EXTRAIT DE PAGE.

++++++++++++++++++++

Discrimination positive aux États-Unis
La discrimination positive aux États-Unis (en anglais affirmative action) a été mise en place lors de la lutte pour les droits civiques et l'abolition de la ségrégation raciale[1],[2].
Mise en place du programme
En mars 1961, le président John F. Kennedy lance un programme d'affirmative action créant l'ordre exécutif no 10925[3], qui oblige les programmes financés par le gouvernement fédéral de « prendre une action affirmative » (take affirmative action) afin de s'assurer que l'emploi ne soit pas soumis aux discriminations raciales ou sexuelles.
Le Civil Rights Act de 1964 interdit toute discrimination, en fondant la base d'une législation interdisant aux employeurs et aux établissements scolaires toute discrimination en matière d’embauche ou d’admission sur la base de caractéristiques particulières, tels la race, l’origine nationale, la religion ou le sexe. La discrimination positive, qui va au-delà de l'interdiction de la discrimination, vise à favoriser les minorités jugées en position de faiblesse. Le taux de chômage des Noirs était alors deux fois supérieur à celui des Blancs[2].
Elle apparaît véritablement sous la présidence de Lyndon Johnson dans le cadre de troubles raciaux (hot summers). Le président Johnson publie le décret présidentiel (executive order 11 246) du 24 septembre 1965, qui lance le mot d'ordre d'« égalité des chances dans l'emploi » (equal opportunity employment (en)). Ce décret oblige les entreprises attributaires des marchés publics à démontrer leur absence de discrimination par une « action affirmative » (affirmative action), mais le terme n'est pas défini. Le gouvernement crée alors la Commission pour l’égalité des perspectives d’emploi (Equal Employment Opportunity Commission, EEOC), qui propose en novembre 1965 que les grandes entreprises établissent un rapport sur la composition raciale de leurs effectifs[4].

++++++++++++++++++++

CONSIGNE DONNÉE 1.
D'après l'extrait sur la discrimination positive aux États-Unis, quel organisme le gouvernement crée-t-il à la suite du décret de 1965 ?
L'extrait et les entrées qui suivent proviennent de sources distinctes.

[Extraits de données d'annotation par points]

++++++++++++++++++++

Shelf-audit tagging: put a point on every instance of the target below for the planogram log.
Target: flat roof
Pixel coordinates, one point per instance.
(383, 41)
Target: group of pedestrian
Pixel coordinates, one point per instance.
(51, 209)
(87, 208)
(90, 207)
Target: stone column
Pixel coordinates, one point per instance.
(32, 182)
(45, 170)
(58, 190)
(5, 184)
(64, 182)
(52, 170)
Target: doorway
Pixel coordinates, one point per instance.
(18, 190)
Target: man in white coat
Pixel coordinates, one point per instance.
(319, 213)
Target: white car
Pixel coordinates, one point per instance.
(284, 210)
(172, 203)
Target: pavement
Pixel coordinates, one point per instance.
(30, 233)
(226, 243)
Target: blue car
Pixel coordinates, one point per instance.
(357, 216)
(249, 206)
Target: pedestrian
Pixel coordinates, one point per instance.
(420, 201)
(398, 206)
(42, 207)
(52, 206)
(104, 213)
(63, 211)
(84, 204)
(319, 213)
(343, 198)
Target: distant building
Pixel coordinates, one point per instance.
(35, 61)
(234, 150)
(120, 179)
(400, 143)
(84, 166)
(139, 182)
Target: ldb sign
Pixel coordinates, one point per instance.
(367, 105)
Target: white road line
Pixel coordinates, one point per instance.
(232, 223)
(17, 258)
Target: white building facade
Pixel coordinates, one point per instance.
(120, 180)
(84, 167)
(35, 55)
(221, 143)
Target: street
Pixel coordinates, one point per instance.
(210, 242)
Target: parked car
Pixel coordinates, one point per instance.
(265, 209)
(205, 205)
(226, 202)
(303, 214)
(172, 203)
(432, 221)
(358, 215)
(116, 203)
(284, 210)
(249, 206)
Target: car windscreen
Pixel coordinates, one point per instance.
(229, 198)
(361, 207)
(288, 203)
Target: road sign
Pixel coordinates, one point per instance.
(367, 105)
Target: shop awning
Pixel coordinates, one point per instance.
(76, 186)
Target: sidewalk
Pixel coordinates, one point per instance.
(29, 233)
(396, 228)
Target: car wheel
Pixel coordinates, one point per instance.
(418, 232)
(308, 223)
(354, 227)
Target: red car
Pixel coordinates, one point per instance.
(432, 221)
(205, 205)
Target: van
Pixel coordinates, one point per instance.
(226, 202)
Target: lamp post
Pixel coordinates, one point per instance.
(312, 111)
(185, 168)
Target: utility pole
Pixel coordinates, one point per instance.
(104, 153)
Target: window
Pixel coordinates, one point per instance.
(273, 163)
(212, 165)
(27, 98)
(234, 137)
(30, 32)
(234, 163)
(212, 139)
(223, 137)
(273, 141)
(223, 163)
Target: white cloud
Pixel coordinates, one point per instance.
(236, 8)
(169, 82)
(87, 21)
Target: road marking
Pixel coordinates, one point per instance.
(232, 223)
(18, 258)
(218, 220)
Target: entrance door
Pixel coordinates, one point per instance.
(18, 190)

++++++++++++++++++++

CONSIGNE DONNÉE 2.
Convertissez en CSV à deux colonnes, requete et reponse, les entrées allant de la ligne qui contient « Target: utility pole » jusqu'à la fin des entrées. Mettez une ligne par demande, chaque champ entre guillemets, et remplacez les sauts de ligne par des espaces.

RÉSULTAT ATTENDU 1.
La Commission pour l'égalité des perspectives d'emploi (Equal Employment Opportunity Commission, EEOC).

RÉSULTAT ATTENDU 2.
requete,reponse
"Target: utility pole Pixel coordinates, one point per instance.","(104, 153)"
"Target: window Pixel coordinates, one point per instance.","(273, 163) (212, 165) (27, 98) (234, 137) (30, 32) (234, 163) (212, 139) (223, 137) (273, 141) (223, 163)"
"Target: white cloud Pixel coordinates, one point per instance.","(236, 8) (169, 82) (87, 21)"
"Target: road marking Pixel coordinates, one point per instance.","(232, 223) (18, 258) (218, 220)"
"Target: entrance door Pixel coordinates, one point per instance.","(18, 190)"